*** Passage provided ***

The role, reliability, and resilience of American pastors all have been under the microscope, especially amid the pandemic. New data from Barna Research shows that improper stewardship of pastoral power may be contributing to Americans’ mistrust of spiritual leaders.
In his new book “The Resilient Pastor,” Barna senior fellow and Colorado pastor Glenn Packiam reveals some startling statistics about how pastors are perceived—by Americans in general, by Christians, and even by pastors themselves. The conclusion is that pastors tend to have an image of being quaint and kind yet not very credible.
American Pastors: Glenn Packiam Unpacks Statistics About Pastoral Trustworthiness
Based on a survey of 1,520 U.S. adults in October 2020, Barna found that just 57 percent “agree at least somewhat that a pastor is a trustworthy source of wisdom.” Among Christians, that number goes up to 71 percent, and among non-Christians, it falls to 18 percent.
Barna also asked 408 Protestant senior pastors in the U.S. to gauge whether they’re viewed as trustworthy. Eighty-two percent said their neighborhood “somewhat” considers them as a reliable source of wisdom, while 100 percent said their congregation does so.

*** End of Passage provided ***
*** Dataset ***

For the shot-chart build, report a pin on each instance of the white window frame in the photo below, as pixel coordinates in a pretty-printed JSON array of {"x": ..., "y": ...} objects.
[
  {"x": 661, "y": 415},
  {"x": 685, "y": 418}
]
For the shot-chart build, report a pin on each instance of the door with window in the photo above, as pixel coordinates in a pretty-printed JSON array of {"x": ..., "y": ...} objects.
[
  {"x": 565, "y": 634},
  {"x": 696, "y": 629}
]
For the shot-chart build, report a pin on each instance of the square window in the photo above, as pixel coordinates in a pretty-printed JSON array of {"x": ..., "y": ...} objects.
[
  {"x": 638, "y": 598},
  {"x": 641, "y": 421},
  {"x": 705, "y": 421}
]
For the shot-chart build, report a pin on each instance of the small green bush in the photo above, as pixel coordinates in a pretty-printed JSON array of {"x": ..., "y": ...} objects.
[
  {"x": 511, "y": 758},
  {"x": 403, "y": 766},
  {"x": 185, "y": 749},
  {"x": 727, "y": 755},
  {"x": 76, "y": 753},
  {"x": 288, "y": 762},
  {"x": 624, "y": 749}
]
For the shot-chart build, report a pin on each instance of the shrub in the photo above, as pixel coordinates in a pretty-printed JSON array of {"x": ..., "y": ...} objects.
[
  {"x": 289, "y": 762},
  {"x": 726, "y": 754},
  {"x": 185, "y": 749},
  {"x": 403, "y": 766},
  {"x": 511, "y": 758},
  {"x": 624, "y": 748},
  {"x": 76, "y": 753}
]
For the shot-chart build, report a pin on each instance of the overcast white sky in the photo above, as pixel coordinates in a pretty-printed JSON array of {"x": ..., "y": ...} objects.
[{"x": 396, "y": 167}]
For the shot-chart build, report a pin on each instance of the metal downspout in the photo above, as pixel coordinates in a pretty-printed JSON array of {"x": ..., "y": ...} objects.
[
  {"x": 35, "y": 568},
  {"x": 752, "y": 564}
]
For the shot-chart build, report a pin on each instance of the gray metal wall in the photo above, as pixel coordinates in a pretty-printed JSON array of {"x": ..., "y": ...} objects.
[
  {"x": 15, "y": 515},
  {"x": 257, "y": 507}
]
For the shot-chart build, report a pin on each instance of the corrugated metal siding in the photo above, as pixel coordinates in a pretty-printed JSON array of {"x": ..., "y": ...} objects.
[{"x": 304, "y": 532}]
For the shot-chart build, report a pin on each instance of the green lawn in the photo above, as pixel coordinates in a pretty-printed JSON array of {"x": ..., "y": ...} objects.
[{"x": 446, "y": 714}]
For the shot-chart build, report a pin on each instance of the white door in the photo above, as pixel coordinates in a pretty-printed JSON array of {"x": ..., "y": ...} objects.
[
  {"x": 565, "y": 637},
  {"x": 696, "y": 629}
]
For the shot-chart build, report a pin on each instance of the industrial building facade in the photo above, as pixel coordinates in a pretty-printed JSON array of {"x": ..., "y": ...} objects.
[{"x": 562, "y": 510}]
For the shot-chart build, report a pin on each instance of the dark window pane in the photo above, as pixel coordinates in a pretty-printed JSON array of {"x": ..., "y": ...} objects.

*** End of Dataset ***

■ **Work order**
Continue the article on Barna's findings about pastors' trustworthiness from the point where it stops. The items have no connection to the article on pastors' trustworthiness.

■ **Written response**
When pastors were asked if they consider themselves to be “reliable as sources of information and counsel for how people can live out their convictions privately and publicly,” 70 percent responded either “very reliable” or “somewhat reliable.” Regarding if they consider themselves to be “reliable as sources of information and counsel for how Christians should inform our political and justice systems,” only three percent responded “very reliable” and 29 percent responded “somewhat reliable.”
According to Packiam, who is associate senior pastor at New Life Church in Colorado Springs, the research reveals that “pastors, for the most part, are peripheral and ornamental. Quaint, but not entirely necessary. Kind, but not wholly credible.” It’s not necessarily a shock that non-Christians aren’t big fans of Christian pastors, he says, but those numbers are “still telling and discouraging.”
Meanwhile, Americans generally consider Christianity to be “archaic and outmoded, prude and rude,” says Packiam. Instead of being a key element of the local community, churches now don’t play a very major role, he says, “unless they can provide tangible help or practical care.”